Segment Open

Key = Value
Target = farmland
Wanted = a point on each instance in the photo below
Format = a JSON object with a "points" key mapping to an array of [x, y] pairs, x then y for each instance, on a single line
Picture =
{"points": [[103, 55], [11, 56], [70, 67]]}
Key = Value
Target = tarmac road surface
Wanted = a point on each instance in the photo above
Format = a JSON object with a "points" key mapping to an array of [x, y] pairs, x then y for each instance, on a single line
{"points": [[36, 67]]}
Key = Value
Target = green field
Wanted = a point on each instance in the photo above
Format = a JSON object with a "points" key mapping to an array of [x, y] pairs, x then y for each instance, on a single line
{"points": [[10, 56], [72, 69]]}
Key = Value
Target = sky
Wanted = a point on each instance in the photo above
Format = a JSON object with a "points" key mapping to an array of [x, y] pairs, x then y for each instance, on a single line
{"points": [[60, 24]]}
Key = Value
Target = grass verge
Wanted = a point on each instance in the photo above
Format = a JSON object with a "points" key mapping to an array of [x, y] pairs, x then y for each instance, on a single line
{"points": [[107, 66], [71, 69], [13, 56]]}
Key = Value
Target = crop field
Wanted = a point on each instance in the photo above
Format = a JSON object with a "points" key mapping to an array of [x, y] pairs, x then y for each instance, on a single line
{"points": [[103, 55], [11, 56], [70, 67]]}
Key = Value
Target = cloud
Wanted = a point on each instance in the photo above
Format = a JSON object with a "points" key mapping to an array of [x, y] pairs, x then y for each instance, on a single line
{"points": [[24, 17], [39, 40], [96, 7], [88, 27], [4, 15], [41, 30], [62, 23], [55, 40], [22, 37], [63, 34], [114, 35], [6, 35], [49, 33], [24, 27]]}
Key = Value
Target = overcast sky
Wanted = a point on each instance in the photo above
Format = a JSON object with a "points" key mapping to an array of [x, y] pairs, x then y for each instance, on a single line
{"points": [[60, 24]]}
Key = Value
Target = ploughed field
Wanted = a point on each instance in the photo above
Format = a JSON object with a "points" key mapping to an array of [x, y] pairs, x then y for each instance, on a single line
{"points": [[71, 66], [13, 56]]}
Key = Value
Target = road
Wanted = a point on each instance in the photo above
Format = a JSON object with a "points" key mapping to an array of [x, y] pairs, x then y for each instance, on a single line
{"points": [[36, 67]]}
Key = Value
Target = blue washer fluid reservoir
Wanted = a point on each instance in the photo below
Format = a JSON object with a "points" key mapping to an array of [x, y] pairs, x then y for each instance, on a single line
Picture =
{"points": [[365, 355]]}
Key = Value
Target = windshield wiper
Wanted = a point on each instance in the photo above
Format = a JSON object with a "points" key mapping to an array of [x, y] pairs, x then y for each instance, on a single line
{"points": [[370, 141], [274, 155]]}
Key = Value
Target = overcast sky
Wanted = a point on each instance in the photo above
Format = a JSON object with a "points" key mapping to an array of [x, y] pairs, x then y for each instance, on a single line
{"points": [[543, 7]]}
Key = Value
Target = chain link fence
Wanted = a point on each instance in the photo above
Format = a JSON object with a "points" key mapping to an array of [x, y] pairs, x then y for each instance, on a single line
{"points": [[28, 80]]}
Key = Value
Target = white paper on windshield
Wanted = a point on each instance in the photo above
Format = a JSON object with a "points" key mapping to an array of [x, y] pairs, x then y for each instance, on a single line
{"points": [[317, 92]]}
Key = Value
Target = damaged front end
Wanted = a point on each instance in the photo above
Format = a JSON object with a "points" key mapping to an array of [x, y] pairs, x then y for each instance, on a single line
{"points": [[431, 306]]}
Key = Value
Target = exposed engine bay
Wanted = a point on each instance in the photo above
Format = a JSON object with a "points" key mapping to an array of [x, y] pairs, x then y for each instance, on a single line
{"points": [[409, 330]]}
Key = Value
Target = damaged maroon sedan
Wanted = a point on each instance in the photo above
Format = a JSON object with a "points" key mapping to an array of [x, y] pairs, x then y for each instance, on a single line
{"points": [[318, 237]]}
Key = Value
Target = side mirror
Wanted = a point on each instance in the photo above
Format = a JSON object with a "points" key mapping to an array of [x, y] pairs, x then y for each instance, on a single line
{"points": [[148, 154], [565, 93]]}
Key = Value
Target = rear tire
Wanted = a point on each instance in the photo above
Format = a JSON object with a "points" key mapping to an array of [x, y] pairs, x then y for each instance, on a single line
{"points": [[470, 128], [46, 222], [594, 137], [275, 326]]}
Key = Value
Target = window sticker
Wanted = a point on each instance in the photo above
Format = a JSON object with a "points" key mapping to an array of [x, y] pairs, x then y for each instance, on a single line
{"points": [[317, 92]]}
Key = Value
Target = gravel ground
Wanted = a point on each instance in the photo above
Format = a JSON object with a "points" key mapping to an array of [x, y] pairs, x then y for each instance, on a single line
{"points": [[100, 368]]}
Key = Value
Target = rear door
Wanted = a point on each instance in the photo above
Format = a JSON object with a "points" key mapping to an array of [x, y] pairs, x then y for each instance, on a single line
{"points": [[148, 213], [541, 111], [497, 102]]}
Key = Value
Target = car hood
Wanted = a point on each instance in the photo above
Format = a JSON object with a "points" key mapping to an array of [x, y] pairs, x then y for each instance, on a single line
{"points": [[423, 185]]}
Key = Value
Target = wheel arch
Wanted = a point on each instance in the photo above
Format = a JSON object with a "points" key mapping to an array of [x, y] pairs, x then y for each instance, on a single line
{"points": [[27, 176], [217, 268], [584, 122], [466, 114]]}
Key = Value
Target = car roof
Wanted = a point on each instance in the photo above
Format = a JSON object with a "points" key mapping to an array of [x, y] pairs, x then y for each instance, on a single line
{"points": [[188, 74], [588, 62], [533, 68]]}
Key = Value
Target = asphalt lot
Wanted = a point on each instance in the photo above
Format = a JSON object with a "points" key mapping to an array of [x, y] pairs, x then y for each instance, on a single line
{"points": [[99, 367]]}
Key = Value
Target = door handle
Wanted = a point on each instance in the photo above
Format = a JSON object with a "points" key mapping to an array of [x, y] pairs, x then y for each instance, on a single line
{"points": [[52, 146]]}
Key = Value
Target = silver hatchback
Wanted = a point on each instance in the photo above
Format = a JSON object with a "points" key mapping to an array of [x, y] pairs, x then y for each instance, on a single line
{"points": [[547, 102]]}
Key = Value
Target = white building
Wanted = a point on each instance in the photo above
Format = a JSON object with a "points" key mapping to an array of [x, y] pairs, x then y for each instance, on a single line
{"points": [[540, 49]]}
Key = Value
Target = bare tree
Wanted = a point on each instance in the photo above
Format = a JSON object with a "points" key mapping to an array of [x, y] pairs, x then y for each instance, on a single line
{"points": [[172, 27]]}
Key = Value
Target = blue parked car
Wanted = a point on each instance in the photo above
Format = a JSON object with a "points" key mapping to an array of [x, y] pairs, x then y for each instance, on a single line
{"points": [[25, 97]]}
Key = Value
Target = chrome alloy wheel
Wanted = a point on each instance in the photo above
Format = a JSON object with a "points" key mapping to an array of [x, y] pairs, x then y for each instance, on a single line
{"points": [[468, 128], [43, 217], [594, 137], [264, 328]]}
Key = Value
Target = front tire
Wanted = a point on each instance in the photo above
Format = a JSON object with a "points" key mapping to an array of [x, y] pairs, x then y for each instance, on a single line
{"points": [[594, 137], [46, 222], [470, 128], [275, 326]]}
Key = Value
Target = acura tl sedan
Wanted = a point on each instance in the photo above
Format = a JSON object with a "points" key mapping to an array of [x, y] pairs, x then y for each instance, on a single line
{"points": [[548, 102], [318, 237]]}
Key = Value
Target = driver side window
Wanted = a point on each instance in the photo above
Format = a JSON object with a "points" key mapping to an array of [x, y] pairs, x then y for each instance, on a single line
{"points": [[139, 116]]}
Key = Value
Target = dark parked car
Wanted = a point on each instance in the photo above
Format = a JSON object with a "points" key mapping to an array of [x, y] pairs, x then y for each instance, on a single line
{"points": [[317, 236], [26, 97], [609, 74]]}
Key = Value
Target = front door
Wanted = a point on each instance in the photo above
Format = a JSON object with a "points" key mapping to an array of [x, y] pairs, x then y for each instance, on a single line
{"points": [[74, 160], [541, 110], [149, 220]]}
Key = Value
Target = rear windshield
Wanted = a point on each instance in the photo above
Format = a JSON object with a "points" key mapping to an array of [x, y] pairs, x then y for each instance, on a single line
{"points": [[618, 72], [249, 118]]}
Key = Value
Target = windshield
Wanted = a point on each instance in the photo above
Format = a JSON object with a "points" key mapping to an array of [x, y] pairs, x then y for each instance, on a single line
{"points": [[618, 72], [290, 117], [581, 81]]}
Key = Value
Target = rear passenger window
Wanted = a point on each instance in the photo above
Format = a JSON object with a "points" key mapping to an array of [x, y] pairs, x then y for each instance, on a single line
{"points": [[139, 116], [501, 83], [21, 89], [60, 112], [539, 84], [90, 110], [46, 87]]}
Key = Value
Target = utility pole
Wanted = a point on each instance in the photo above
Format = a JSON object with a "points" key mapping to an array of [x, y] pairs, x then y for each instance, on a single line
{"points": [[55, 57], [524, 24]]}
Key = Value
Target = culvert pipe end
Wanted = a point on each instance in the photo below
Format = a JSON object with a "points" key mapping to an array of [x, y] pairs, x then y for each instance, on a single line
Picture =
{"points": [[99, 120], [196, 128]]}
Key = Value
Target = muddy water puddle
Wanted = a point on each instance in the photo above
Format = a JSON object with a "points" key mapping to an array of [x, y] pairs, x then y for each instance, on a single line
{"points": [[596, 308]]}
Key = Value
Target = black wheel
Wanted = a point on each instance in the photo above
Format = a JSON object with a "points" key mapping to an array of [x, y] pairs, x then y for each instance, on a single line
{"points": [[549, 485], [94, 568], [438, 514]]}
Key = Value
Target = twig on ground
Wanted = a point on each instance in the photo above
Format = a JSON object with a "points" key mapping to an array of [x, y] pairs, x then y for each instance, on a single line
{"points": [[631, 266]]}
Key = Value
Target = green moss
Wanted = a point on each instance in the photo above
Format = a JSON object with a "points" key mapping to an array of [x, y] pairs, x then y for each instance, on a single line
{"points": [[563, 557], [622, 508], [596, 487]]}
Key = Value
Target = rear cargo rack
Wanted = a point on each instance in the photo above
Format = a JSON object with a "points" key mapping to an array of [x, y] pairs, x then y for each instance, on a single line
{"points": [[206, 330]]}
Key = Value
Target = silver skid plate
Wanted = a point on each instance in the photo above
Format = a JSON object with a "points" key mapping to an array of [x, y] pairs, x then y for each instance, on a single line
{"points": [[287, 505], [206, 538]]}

Segment Closed

[TO DO]
Which lines of the listing include the string "damaged"? Pull them out.

[ANSWER BOX]
Target = damaged front end
Target = damaged maroon sedan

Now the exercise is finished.